━━━━━ TEXTO

Triturar en un mortero las hojas de hierbabuena, el azúcar y el jugo de limón, hasta sacar todos los jugos y mezclarlos bien. 


El primer contacto deja una marca indeleble, que va a privar sobre todas las percepciones posteriores. Y si pasa en la infancia, la impresión es tal vez más profunda. Por lo menos eso suele sucederme: ciertos objetos, personajes, lugares, se me quedaron registrados en la memoria de determinada manera y a partir de ese momento pasaron a ser así para mí, aunque la realidad sea otra. Por ejemplo, Hemingway. Lo asocio siempre con la primera imagen que le vi: un señor barbudo, canoso, de mirada amable y escrutadora. Es el hombre mayor de la foto que acompañaba el primer artículo que leí sobre él, cuando tenía unos 10 u 11 años. Del artículo no recuerdo mucho; sin embargo la imagen fue tan poderosa que se me instaló en el cerebro de manera permanente.


Un viejo: así es en mi percepción. Sin embargo, no llegó a cumplir los 62 años, una edad que dista mucho de la ancianidad. Se puede decir que murió prematuramente, incluso para los estándares de la época. Pero a despecho de su duración, la cantidad de experiencias que acumuló a lo largo de su vida fue tal que hubiera podido servir para llenar 80 o 90 años: desde conductor de ambulancias en la Primera Guerra Mundial, pasando por su estadía en Francia donde formó parte de la infame generación perdida, corresponsal en la guerra civil española, cazador en África, autonombrado capitán de tropas en la Segunda Guerra Mundial, pescador en Cuba. Estuvo al borde de la muerte en por lo menos par de  oportunidades. Amante de los deportes extremos, boxeador aficionado, jugador compulsivo. Y bebedor. Gran bebedor. Protagonista de borracheras memorables, en donde se perdieron amistades y otras se volvieron mucho más sólidas. Cabe preguntarse si fue tan buen escritor gracias  a la bebida o a pesar de ella.

━━━━━━━━━━
━━━━━ DATOS PROPORCIONADOS

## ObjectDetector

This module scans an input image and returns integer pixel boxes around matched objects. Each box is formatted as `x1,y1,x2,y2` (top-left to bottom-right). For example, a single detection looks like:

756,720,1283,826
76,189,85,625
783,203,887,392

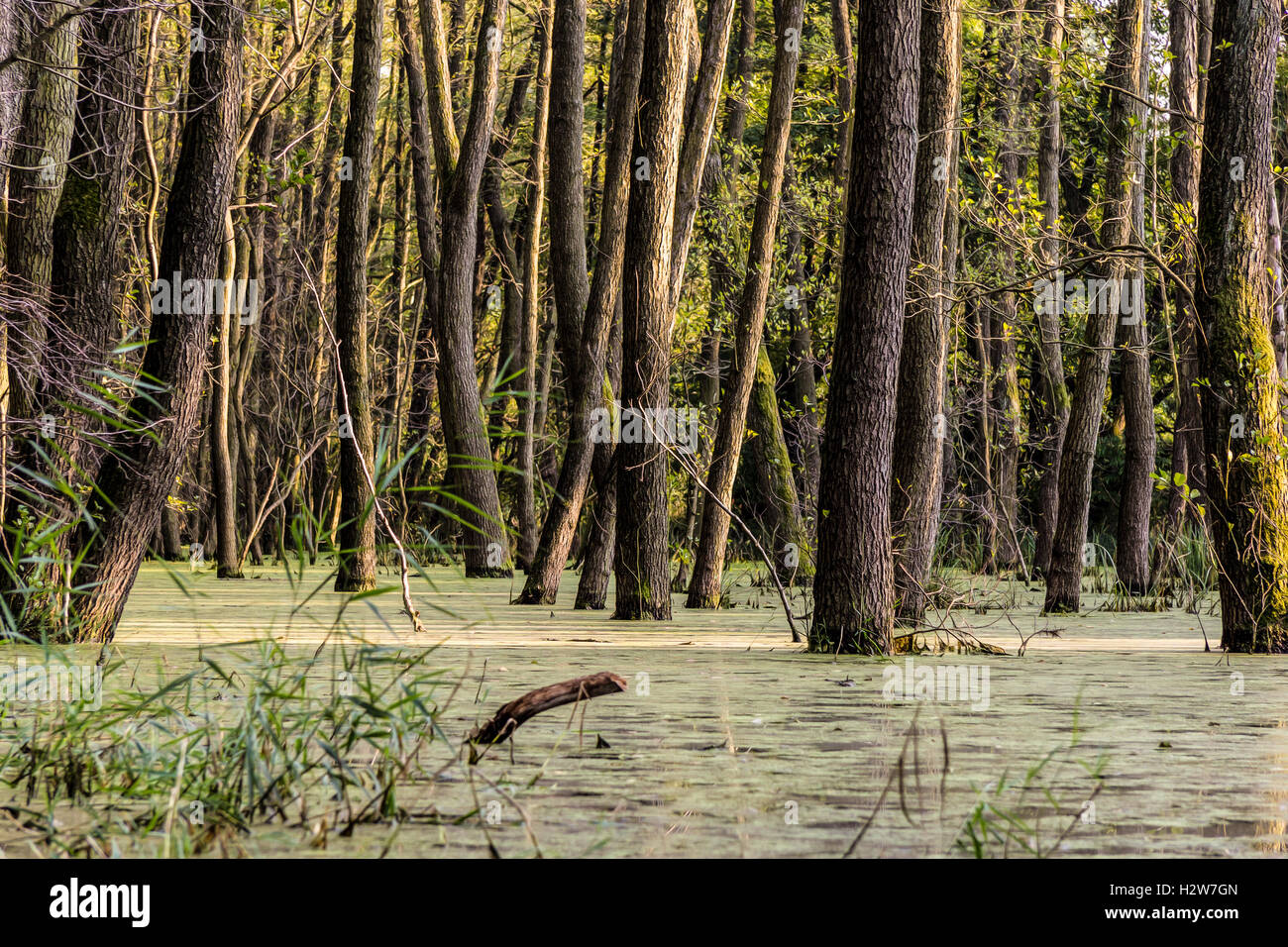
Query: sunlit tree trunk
1195,0,1288,653
808,0,921,655
613,0,688,620
890,0,961,621
74,0,242,642
1044,0,1145,612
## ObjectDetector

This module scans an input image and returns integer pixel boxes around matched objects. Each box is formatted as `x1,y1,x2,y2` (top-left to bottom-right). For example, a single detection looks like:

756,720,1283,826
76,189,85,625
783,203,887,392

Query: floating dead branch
469,672,626,764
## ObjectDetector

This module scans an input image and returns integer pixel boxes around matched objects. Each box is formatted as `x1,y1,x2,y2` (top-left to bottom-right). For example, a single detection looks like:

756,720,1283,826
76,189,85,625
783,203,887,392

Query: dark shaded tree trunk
808,0,921,655
988,0,1025,570
421,0,512,578
335,0,383,591
613,0,688,621
1044,0,1145,612
515,0,644,607
1033,0,1069,575
518,0,554,570
74,0,242,642
687,0,804,608
1115,46,1158,595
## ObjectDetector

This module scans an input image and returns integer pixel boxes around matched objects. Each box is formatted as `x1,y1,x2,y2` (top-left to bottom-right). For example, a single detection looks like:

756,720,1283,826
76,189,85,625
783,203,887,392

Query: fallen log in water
469,672,626,763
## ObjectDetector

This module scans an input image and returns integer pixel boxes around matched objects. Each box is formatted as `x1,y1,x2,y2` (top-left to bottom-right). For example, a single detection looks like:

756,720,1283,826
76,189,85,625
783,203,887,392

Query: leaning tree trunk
1195,0,1288,653
989,0,1025,570
808,0,921,655
1115,46,1158,595
0,3,81,530
421,0,512,578
335,0,383,591
890,0,961,622
515,0,644,607
1033,0,1071,575
1166,0,1203,536
518,0,551,570
74,0,242,642
613,0,688,620
1046,0,1145,612
687,0,804,608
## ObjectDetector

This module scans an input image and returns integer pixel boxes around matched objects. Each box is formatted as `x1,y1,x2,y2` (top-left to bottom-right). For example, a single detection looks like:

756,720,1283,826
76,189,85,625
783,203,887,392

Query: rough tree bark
613,0,688,620
335,0,383,591
1115,46,1158,595
74,0,242,642
1195,0,1288,653
890,0,961,622
1033,0,1069,575
1044,0,1145,612
687,0,804,608
808,0,921,655
420,0,512,578
515,0,644,604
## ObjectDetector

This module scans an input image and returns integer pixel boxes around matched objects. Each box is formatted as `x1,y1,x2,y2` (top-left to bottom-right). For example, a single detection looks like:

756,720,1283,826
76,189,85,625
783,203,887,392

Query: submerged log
469,672,626,763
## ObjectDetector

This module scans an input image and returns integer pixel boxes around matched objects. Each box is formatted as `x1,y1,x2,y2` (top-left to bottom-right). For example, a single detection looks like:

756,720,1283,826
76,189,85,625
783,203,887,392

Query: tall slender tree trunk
890,0,961,622
808,0,921,655
1033,0,1071,575
989,0,1025,570
1046,0,1145,612
421,0,512,578
613,0,688,620
335,0,383,591
687,0,804,608
1195,0,1288,653
515,0,644,608
210,211,242,579
74,0,242,642
518,0,551,570
1115,51,1158,595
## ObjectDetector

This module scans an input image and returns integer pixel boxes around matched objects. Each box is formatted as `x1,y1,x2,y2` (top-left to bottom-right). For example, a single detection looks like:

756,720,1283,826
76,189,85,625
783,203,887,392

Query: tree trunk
808,0,921,655
515,0,644,607
518,0,551,570
613,0,688,621
890,0,961,622
1195,0,1288,653
1033,0,1069,575
1046,0,1145,612
335,0,383,591
1115,46,1158,595
687,0,804,608
421,0,512,578
76,0,242,642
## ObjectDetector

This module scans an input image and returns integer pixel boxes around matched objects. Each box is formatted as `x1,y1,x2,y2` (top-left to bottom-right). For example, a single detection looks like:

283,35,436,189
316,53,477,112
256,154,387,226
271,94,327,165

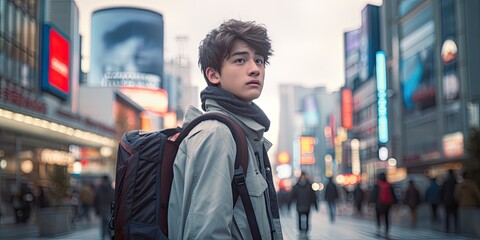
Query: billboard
41,24,70,100
87,7,164,88
359,5,380,82
341,88,353,130
343,28,362,89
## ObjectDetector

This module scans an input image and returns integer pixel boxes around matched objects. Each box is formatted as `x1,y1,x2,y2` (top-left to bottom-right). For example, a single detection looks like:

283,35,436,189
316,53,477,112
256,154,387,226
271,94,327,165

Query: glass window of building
15,8,23,43
400,2,438,113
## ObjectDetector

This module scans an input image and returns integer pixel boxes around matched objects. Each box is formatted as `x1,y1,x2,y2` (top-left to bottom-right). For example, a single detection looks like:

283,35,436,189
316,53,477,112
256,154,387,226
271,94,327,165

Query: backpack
378,181,393,205
110,113,260,240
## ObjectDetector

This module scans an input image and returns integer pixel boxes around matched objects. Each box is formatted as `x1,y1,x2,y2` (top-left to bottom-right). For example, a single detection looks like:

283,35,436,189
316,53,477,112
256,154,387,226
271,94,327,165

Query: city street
0,202,478,240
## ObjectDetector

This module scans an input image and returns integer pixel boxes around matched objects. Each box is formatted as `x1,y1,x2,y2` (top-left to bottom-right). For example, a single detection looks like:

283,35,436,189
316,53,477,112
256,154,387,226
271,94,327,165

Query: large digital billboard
41,24,70,99
87,7,164,88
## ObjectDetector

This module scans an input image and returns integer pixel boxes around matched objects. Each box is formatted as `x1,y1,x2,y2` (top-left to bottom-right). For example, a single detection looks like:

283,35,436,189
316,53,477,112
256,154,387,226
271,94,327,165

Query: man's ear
205,67,220,85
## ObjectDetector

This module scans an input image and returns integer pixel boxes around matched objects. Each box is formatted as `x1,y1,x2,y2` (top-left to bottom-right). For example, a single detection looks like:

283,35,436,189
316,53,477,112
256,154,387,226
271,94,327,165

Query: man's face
207,40,265,103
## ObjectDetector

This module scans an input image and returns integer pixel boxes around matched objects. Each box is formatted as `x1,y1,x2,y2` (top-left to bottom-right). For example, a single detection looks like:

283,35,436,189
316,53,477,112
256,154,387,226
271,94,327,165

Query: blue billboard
87,7,164,88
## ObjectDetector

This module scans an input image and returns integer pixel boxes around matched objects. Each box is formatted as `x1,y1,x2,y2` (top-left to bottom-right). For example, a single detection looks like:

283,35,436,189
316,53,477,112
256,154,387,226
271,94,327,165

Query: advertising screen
87,7,163,88
41,25,70,99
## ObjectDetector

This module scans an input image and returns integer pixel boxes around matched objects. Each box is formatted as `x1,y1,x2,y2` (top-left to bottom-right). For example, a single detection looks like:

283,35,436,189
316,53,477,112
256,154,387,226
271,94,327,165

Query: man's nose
248,61,260,77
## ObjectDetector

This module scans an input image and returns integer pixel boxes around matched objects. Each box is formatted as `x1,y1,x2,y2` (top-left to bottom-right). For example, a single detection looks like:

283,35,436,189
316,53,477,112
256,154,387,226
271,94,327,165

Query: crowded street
0,202,476,240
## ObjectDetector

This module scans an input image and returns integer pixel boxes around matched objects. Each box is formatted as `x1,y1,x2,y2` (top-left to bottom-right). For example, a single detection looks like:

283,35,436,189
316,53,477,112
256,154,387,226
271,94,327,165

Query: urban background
0,0,480,236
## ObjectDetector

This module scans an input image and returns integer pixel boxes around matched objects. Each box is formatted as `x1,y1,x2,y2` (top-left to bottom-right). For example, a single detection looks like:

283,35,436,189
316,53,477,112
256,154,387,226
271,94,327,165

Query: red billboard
120,87,168,115
342,88,353,130
41,25,70,99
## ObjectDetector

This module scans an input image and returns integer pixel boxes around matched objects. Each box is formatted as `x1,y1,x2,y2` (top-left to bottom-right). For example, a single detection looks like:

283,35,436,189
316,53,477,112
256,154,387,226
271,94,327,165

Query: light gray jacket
168,100,282,240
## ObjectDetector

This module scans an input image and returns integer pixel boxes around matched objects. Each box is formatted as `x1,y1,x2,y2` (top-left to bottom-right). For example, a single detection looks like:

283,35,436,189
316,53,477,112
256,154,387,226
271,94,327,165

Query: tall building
276,85,339,184
382,0,480,176
0,0,116,226
344,0,480,186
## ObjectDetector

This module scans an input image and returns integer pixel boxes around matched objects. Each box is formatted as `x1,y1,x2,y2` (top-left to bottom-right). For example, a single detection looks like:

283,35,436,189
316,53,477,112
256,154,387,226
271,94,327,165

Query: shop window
398,0,423,17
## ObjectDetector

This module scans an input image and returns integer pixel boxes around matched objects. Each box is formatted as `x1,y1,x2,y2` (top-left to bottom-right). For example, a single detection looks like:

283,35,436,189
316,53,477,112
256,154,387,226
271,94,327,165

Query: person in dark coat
325,177,338,223
403,180,420,226
289,172,318,235
94,175,115,239
425,177,440,223
353,183,365,216
440,169,459,232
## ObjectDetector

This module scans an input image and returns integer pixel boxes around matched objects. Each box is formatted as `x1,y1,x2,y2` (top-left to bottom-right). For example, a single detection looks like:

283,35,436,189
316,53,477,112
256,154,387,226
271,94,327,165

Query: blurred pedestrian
325,177,338,223
372,172,397,238
289,172,318,237
94,175,115,240
455,171,480,208
353,183,365,216
455,171,480,235
277,186,290,214
403,180,420,226
425,177,440,223
440,169,459,233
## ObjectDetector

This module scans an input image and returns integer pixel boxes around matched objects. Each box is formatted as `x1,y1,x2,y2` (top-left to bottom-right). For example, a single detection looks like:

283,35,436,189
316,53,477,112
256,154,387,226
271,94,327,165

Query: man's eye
234,58,245,63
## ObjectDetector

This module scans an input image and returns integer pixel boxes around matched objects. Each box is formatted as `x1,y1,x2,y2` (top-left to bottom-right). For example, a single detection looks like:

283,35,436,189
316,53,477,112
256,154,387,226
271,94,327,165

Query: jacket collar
184,99,273,150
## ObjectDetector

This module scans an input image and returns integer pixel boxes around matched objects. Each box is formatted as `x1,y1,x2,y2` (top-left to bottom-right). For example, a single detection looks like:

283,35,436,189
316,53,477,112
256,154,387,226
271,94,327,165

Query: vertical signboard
87,7,164,88
359,5,380,82
41,24,70,100
376,51,388,143
344,28,362,89
299,136,315,165
341,88,353,130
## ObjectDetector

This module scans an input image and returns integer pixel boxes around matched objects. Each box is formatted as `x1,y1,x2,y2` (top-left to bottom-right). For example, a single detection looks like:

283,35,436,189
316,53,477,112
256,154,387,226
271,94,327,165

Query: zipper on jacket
255,150,275,239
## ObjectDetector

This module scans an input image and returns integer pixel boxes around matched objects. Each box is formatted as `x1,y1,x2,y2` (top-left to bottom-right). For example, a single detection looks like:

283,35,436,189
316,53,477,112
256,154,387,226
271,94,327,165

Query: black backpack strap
175,113,261,239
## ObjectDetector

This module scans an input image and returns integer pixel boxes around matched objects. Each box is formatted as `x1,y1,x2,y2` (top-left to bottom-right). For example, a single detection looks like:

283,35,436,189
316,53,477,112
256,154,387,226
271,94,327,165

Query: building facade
0,0,116,224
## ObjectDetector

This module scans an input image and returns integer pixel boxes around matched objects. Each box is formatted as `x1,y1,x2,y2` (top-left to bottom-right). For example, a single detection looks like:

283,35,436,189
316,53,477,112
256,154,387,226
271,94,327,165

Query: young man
168,20,282,239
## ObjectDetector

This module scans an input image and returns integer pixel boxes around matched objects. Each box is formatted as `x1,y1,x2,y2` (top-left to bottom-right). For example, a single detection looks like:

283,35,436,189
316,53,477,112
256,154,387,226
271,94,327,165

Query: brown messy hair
198,19,273,85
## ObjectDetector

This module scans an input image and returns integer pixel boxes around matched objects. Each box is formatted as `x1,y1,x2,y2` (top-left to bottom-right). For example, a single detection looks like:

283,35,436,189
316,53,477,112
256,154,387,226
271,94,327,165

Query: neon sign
376,51,388,143
42,25,70,99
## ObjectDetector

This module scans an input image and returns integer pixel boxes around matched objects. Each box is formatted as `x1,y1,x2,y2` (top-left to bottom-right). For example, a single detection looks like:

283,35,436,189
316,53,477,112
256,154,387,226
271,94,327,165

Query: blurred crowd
4,176,114,227
278,169,480,237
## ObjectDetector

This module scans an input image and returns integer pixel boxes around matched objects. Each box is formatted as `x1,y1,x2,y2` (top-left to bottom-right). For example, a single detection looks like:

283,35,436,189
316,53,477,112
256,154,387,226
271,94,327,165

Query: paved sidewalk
281,205,478,240
0,203,478,240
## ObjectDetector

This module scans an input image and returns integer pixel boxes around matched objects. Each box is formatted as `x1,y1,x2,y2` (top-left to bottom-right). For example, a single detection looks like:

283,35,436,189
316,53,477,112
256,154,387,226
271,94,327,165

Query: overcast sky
75,0,382,152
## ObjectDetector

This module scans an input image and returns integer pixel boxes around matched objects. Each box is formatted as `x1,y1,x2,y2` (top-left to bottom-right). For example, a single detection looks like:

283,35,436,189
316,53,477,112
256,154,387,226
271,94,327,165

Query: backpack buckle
233,165,245,186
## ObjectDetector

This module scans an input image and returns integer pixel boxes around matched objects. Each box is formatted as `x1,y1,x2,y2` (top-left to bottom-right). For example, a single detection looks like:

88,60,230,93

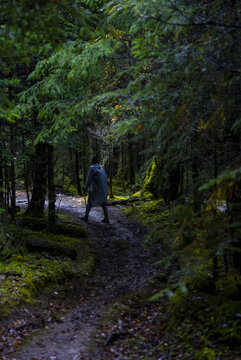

━━━━━━━━━━

_PETICIÓN ESCRITA 1_
Extrae del texto sobre Hemingway el fragmento que empieza en "El primer contacto" y termina en "de manera permanente.".
_PETICIÓN ESCRITA 2_
Responde estas preguntas sobre el texto acerca de Hemingway:
(a) ¿Qué edad tenía aproximadamente quien narra cuando leyó el primer artículo sobre Hemingway?
(b) ¿Qué edad no llegó a cumplir Hemingway?
(c) ¿En qué guerra trabajó Hemingway como corresponsal?
_PETICIÓN ESCRITA 3_
¿Cómo seguiría el texto sobre Hemingway? Escribe su continuación a partir de la última oración.
Los datos no hacen falta para nada de lo que se pide.

_RESPUESTA 1_
El primer contacto deja una marca indeleble, que va a privar sobre todas las percepciones posteriores. Y si pasa en la infancia, la impresión es tal vez más profunda. Por lo menos eso suele sucederme: ciertos objetos, personajes, lugares, se me quedaron registrados en la memoria de determinada manera y a partir de ese momento pasaron a ser así para mí, aunque la realidad sea otra. Por ejemplo, Hemingway. Lo asocio siempre con la primera imagen que le vi: un señor barbudo, canoso, de mirada amable y escrutadora. Es el hombre mayor de la foto que acompañaba el primer artículo que leí sobre él, cuando tenía unos 10 u 11 años. Del artículo no recuerdo mucho; sin embargo la imagen fue tan poderosa que se me instaló en el cerebro de manera permanente.

_RESPUESTA 2_
(a) Unos 10 u 11 años.
(b) 62 años.
(c) En la guerra civil española.

_RESPUESTA 3_
Luego, se pone la mezcla en un vaso alto, se añade el ron y se remueve muy bien todo, agregando al final los cubos de hielo, preferiblemente en estilo frappé (picado). 


Hemingway echó raíces en Cuba durante los últimos quince años de su vida. Tal vez quiso vivir de cerca la gesta que los barbudos de Sierra Maestra libraban contra Batista, aunque hay voces maliciosas que insinúan que su única motivación era pescar agujas en el Mar Caribe, con la comodidad que le brindaba el trópico. Lo cierto es que se encontraba a gusto en la isla, y asimiló sin problema alguno sus costumbres y sabores. Entre ellos, el ron. Dada su inveterada afición a todo lo que tuviera que ver con las bebidas alcohólicas, era inevitable que se volviera asiduo al destilado de la caña, producto que alcanzó en Cuba su máxima calidad. ¿Y cuál mejor manera de tomarlo que en esa combinación refrescante de azúcar, limón, menta y soda? Quiero creer que lo de Ernest y el mojito fue amor a primera vista. Y de por vida. Acodado en la barra de la Bodeguita del Medio, solo o acompañado, a media luz, escribiendo el borrador de El viejo y el mar, el vaso nunca lleno, el vaso nunca vacío. La hojita de menta masticada al descuido, el calor del ron recorriendo su interior, la chispa de la genialidad en cada línea que ensucia de tinta el papel rayado. Ya va, ya va. Ernest escribía en los locales públicos cuando vivía en París y era pobre, tan pobre como para no poder pagar un apartamento con calefacción, y en invierno para no congelarse iba a bares en donde lo dejaban estar si pedía una copa eventual y se instalaba a escribir en una mesita del fondo, en donde no molestara mucho. Ya para cuando vivía en Cuba era bastante rico, tanto como para tener una mansión con piscina, y había adquirido el hábito de escribir en las mañanas, en una máquina Remington, tal vez empantuflado, seguro en pijamas. E iba a la Bodeguita tan solo para impregnarse del color local necesario para su relato, o más seguramente para ligar con alguna mulata risueña y licenciosa, cuando su esposa no estaba cerca. Porque para él nunca fue problema conseguir compañía femenina: tenía ángel y cuentos de sobra para ello.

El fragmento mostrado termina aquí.